| Text shown |
# # #
A PS to my ALS Chains link, just looked at the first example there, It is not really true, what Don says. It is not enough, that 3r9c2 sees the yellow 3, but all 3's of the blue ALS must see it, also the 3 in r9c8. In this case they all are in the same row, so it must see it anyway, but suppose you would have the 136 cell in say r8c2, then the deduction would be wrong.

You can read the graphics this way:
Either 3 is in the green ALS, in r7c6, or
6 and 9 must be there, particularly 9r7c3. Then there cannot be a 9 in the blue ALS, and 136 must be there, especially 3 in r9c2 or r9c8.
So 3 must be in one of r7c6, r9c2 and r9c8, and you can eliminate 3 in r9c6.
# # #
| Records provided |

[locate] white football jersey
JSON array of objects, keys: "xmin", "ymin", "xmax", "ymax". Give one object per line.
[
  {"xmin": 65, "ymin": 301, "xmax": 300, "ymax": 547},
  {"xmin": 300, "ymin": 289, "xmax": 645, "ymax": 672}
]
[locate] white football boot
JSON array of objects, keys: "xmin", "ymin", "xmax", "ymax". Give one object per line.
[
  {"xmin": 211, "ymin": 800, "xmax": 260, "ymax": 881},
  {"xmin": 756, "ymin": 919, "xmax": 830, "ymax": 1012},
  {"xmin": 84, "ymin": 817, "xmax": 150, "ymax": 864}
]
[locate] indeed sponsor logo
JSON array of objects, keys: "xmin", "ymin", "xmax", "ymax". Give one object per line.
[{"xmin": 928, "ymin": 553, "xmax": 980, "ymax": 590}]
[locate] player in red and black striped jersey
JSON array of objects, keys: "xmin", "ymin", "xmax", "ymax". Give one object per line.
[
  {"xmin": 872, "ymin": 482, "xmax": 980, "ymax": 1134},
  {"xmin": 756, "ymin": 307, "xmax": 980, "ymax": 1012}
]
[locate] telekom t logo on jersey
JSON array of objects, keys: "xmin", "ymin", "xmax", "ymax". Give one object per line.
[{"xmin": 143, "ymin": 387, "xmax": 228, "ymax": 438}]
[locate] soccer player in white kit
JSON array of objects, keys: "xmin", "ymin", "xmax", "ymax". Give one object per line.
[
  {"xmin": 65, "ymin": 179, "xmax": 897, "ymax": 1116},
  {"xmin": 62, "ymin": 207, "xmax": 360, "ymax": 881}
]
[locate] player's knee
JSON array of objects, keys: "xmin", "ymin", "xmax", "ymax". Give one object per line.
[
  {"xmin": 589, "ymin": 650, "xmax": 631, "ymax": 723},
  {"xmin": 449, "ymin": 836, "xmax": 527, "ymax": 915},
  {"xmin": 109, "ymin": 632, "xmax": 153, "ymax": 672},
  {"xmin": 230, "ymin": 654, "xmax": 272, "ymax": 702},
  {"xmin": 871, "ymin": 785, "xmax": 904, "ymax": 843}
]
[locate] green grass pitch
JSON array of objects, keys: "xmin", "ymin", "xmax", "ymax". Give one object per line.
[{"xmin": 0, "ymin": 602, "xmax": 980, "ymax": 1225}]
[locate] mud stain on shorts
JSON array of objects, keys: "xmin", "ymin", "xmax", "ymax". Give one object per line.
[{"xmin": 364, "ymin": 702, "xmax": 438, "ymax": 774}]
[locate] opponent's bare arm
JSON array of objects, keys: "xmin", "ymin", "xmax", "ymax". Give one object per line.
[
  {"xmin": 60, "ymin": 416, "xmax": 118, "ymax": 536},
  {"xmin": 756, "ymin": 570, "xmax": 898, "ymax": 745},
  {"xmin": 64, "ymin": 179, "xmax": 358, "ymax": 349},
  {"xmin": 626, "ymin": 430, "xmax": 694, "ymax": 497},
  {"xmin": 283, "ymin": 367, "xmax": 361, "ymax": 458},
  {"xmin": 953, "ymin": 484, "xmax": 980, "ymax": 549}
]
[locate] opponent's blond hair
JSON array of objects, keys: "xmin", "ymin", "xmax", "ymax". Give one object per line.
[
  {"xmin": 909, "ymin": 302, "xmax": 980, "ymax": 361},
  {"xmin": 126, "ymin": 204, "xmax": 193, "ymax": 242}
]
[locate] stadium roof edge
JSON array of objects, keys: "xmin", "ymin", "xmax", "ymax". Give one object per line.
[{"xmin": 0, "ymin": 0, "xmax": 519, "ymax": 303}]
# # #
| Task requirements |
1. In the sudoku post, which 3 can be eliminated?
2. Carry on writing the sudoku post, starting after its last sentence.

| Results by task |
1. The 3 in r9c6.

2.
3 ways to write this as AIC:
(3=6)r7c6-(6=9)r7c3-(9=6)r9c3-(6=13)r9c28 => -3r9c6
(3=69)r7c36-(9=136)r9c28 => -3r9c6
(3=9)r7c36-(9=3)r9c238 => -3r9c6 (most common way here)

by **Alex_Popov_92** » Sat Feb 25, 2017 10:23 pm

Special thanks to Eleven, SteveG48 and all who wrote to me. I am aware that without proper notation two things are impossible:
1. For me to understand your solutions
2. For you to understand mine, or better said, to present my solutions in a way that is improper for others to understand, as if I am speaking different language.
Thanks a lot one more time, shall try to understand this notation from examples. You see, first steps are the most difficult.
All of you, have a nice day end evening.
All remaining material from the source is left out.